### OBJECTIVE:
Can you transcribe the data exactly? Leave the pictures out.

Point-based annotation data:
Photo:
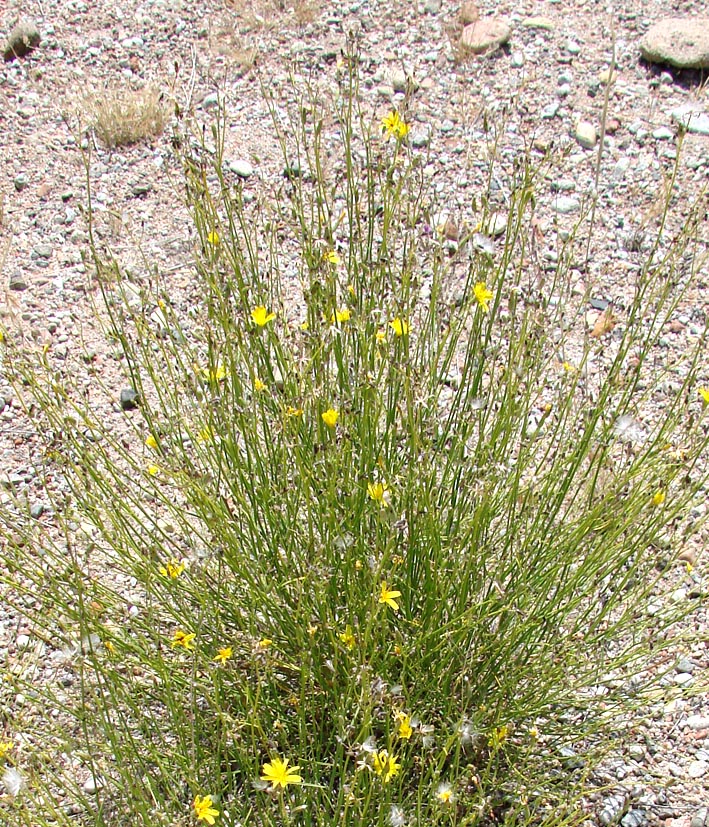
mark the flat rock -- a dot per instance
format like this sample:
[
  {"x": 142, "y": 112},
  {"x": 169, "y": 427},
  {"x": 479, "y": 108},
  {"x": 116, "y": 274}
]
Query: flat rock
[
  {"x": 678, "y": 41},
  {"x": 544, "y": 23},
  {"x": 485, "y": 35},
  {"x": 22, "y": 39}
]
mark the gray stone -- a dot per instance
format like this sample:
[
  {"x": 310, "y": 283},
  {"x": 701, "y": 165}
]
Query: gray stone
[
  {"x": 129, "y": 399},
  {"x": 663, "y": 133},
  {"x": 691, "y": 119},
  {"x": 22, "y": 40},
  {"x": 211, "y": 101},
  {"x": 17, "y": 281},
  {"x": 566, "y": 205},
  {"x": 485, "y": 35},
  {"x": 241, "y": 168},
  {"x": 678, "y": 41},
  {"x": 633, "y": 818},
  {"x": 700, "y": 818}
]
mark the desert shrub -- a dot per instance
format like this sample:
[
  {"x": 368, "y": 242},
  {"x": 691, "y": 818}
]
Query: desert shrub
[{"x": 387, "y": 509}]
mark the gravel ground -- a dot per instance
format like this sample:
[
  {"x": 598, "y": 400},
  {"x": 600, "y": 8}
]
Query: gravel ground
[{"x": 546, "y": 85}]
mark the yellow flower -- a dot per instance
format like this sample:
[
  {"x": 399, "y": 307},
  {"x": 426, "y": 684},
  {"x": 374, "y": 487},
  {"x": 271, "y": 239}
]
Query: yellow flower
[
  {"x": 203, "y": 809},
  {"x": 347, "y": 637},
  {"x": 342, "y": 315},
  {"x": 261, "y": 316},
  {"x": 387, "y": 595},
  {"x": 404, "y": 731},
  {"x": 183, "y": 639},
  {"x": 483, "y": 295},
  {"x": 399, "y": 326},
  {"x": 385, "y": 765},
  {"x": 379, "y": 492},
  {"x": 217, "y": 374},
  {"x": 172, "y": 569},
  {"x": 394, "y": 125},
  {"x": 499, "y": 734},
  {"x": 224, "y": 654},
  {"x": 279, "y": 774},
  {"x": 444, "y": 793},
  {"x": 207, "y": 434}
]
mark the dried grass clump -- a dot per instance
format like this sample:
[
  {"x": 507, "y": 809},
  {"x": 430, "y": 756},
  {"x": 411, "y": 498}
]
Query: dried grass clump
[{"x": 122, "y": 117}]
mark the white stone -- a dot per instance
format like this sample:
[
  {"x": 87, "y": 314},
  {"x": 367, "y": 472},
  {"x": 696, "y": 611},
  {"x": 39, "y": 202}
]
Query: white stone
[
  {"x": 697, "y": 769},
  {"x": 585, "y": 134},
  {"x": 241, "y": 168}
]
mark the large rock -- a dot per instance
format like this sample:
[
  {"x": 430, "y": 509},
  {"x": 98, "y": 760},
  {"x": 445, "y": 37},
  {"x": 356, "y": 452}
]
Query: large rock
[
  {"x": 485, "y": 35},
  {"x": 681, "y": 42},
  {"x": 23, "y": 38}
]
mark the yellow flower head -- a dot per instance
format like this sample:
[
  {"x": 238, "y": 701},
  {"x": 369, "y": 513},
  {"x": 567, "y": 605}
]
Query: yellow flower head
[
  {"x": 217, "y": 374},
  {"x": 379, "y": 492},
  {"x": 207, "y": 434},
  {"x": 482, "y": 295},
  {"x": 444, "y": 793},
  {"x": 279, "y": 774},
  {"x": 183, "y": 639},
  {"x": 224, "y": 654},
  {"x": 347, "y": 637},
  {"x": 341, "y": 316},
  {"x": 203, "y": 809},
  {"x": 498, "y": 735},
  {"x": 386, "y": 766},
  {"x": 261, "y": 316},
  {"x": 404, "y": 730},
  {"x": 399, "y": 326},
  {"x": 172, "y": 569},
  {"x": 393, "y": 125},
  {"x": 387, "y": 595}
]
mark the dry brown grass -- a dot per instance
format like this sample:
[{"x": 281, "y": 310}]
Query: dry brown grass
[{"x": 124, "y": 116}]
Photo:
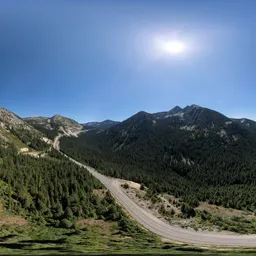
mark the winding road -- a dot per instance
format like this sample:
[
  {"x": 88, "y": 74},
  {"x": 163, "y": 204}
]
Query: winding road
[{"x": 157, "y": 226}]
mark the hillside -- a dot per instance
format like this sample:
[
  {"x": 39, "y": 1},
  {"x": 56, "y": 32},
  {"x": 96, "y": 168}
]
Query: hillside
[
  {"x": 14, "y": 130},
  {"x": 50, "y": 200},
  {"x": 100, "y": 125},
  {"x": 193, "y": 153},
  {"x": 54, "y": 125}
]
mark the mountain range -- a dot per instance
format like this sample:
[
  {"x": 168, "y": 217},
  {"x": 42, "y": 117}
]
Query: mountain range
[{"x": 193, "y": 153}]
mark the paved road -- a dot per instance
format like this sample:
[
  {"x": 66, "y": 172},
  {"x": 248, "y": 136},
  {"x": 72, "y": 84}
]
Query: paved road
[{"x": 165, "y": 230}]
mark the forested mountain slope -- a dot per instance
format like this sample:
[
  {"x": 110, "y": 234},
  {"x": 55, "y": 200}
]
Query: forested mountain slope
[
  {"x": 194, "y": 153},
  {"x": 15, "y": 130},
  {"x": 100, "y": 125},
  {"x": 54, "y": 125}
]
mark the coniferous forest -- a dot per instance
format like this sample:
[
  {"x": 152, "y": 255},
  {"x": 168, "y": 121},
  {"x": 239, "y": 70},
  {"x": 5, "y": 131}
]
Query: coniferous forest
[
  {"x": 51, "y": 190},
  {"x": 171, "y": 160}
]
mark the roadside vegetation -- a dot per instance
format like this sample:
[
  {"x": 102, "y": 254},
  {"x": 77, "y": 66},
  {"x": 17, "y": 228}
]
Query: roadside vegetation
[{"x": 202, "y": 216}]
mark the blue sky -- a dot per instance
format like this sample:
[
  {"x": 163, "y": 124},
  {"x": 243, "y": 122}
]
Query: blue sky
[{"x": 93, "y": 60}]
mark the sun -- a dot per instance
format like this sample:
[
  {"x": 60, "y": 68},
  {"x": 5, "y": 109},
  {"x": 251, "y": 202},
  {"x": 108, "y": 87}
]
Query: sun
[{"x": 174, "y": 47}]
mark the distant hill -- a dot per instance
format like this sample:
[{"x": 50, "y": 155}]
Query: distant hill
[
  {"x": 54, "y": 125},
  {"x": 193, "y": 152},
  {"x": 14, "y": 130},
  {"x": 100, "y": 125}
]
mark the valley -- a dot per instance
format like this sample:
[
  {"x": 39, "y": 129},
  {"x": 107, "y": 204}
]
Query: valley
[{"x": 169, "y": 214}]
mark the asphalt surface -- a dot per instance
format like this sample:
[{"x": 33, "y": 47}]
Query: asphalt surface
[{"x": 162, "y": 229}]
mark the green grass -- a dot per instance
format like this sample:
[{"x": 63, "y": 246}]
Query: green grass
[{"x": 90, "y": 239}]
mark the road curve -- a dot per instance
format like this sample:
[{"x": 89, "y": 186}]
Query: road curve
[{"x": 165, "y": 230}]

### REPLY:
Photo:
mark the flat rock -- a dot per instance
format like this sample:
[
  {"x": 142, "y": 112},
  {"x": 169, "y": 427},
  {"x": 479, "y": 108},
  {"x": 116, "y": 274}
]
Query: flat rock
[
  {"x": 678, "y": 41},
  {"x": 544, "y": 23},
  {"x": 485, "y": 35},
  {"x": 22, "y": 39}
]
mark the gray stone -- a dot per instance
format like this sample:
[
  {"x": 310, "y": 283},
  {"x": 701, "y": 165}
]
Query: gray stone
[
  {"x": 129, "y": 399},
  {"x": 663, "y": 133},
  {"x": 691, "y": 119},
  {"x": 22, "y": 40},
  {"x": 211, "y": 101},
  {"x": 17, "y": 281},
  {"x": 566, "y": 205},
  {"x": 485, "y": 35},
  {"x": 241, "y": 168},
  {"x": 678, "y": 41},
  {"x": 633, "y": 818},
  {"x": 700, "y": 818}
]
mark the desert shrub -- a dot per instance
format like this sample:
[
  {"x": 368, "y": 242},
  {"x": 691, "y": 818}
]
Query: desert shrub
[{"x": 387, "y": 509}]
mark the gravel ground -- a dot per instance
format like this sample:
[
  {"x": 598, "y": 400},
  {"x": 600, "y": 8}
]
Query: gravel ground
[{"x": 546, "y": 85}]
mark the yellow flower -- a dot per instance
format like this sample:
[
  {"x": 399, "y": 307},
  {"x": 426, "y": 684},
  {"x": 374, "y": 487},
  {"x": 271, "y": 239}
]
Query: yellow flower
[
  {"x": 203, "y": 809},
  {"x": 347, "y": 637},
  {"x": 342, "y": 315},
  {"x": 261, "y": 316},
  {"x": 387, "y": 595},
  {"x": 404, "y": 731},
  {"x": 183, "y": 639},
  {"x": 483, "y": 295},
  {"x": 399, "y": 326},
  {"x": 385, "y": 765},
  {"x": 379, "y": 492},
  {"x": 217, "y": 374},
  {"x": 172, "y": 569},
  {"x": 394, "y": 125},
  {"x": 499, "y": 734},
  {"x": 224, "y": 654},
  {"x": 279, "y": 774},
  {"x": 444, "y": 793},
  {"x": 207, "y": 434}
]
mark the dried grass clump -- a dot per instance
format like this sample:
[
  {"x": 507, "y": 809},
  {"x": 430, "y": 756},
  {"x": 411, "y": 498}
]
Query: dried grass clump
[{"x": 122, "y": 117}]
mark the white stone -- a dot per instance
format like this sample:
[
  {"x": 87, "y": 314},
  {"x": 367, "y": 472},
  {"x": 696, "y": 611},
  {"x": 39, "y": 202}
]
Query: white stone
[
  {"x": 697, "y": 769},
  {"x": 585, "y": 134},
  {"x": 241, "y": 168}
]
mark the large rock -- a dot per instance
format like this sample:
[
  {"x": 430, "y": 509},
  {"x": 98, "y": 760},
  {"x": 445, "y": 37},
  {"x": 356, "y": 452}
]
Query: large rock
[
  {"x": 485, "y": 35},
  {"x": 681, "y": 42},
  {"x": 23, "y": 38}
]
mark the yellow flower head -- a dot per instance
format like this sample:
[
  {"x": 238, "y": 701},
  {"x": 369, "y": 513},
  {"x": 567, "y": 605}
]
Query: yellow flower head
[
  {"x": 217, "y": 374},
  {"x": 379, "y": 492},
  {"x": 207, "y": 434},
  {"x": 482, "y": 295},
  {"x": 444, "y": 793},
  {"x": 279, "y": 774},
  {"x": 183, "y": 639},
  {"x": 224, "y": 654},
  {"x": 347, "y": 637},
  {"x": 341, "y": 316},
  {"x": 203, "y": 809},
  {"x": 498, "y": 735},
  {"x": 386, "y": 766},
  {"x": 261, "y": 316},
  {"x": 404, "y": 730},
  {"x": 399, "y": 326},
  {"x": 172, "y": 569},
  {"x": 393, "y": 125},
  {"x": 387, "y": 595}
]
mark the dry brown grass -- a dot per instance
format like this sample:
[{"x": 281, "y": 310}]
Query: dry brown grass
[{"x": 124, "y": 116}]
Photo:
mark the winding road -- a dot per instance
format like this sample:
[
  {"x": 88, "y": 74},
  {"x": 163, "y": 204}
]
Query: winding road
[{"x": 157, "y": 226}]
mark the hillside -- a dot per instance
format like this sample:
[
  {"x": 39, "y": 1},
  {"x": 56, "y": 32},
  {"x": 96, "y": 168}
]
Query: hillside
[
  {"x": 14, "y": 130},
  {"x": 50, "y": 200},
  {"x": 100, "y": 125},
  {"x": 193, "y": 153},
  {"x": 54, "y": 125}
]
mark the mountain range -- a dot per instance
format like this sample:
[
  {"x": 168, "y": 217},
  {"x": 42, "y": 117}
]
Query: mountain range
[{"x": 193, "y": 153}]
mark the paved road -- a dot per instance
format like this sample:
[
  {"x": 66, "y": 172},
  {"x": 248, "y": 136},
  {"x": 72, "y": 84}
]
Query: paved road
[{"x": 165, "y": 230}]
mark the forested mountain slope -- a dot per instance
format like this sample:
[
  {"x": 110, "y": 234},
  {"x": 55, "y": 200}
]
Query: forested mountain slope
[
  {"x": 194, "y": 153},
  {"x": 15, "y": 130},
  {"x": 100, "y": 125},
  {"x": 54, "y": 125}
]
mark the coniferous forest -- a dot per instance
format like this sample:
[
  {"x": 152, "y": 255},
  {"x": 168, "y": 121},
  {"x": 239, "y": 70},
  {"x": 5, "y": 131}
]
Query: coniferous forest
[
  {"x": 51, "y": 190},
  {"x": 171, "y": 160}
]
mark the roadside vegetation -- a dot per instance
format like this sample:
[
  {"x": 102, "y": 254},
  {"x": 77, "y": 66},
  {"x": 17, "y": 228}
]
Query: roadside vegetation
[{"x": 202, "y": 216}]
mark the blue sky -- a dot per instance
format like this sample:
[
  {"x": 163, "y": 124},
  {"x": 243, "y": 122}
]
Query: blue sky
[{"x": 93, "y": 60}]
mark the sun -- a dot per instance
format like this sample:
[
  {"x": 60, "y": 68},
  {"x": 5, "y": 109},
  {"x": 251, "y": 202},
  {"x": 108, "y": 87}
]
Query: sun
[{"x": 174, "y": 47}]
mark the distant hill -- a dot per instance
format like this sample:
[{"x": 50, "y": 155}]
Query: distant hill
[
  {"x": 54, "y": 125},
  {"x": 193, "y": 152},
  {"x": 14, "y": 130},
  {"x": 100, "y": 125}
]
mark the valley -- a dot per instance
format like this sample:
[
  {"x": 39, "y": 129},
  {"x": 107, "y": 204}
]
Query: valley
[{"x": 169, "y": 214}]
mark the asphalt surface -- a dot per instance
format like this sample:
[{"x": 33, "y": 47}]
Query: asphalt surface
[{"x": 162, "y": 229}]
mark the green grass -- a dot per instance
format like this sample:
[{"x": 63, "y": 246}]
Query: green grass
[{"x": 90, "y": 239}]
mark the road curve -- a dot per instance
format like this sample:
[{"x": 89, "y": 186}]
Query: road curve
[{"x": 165, "y": 230}]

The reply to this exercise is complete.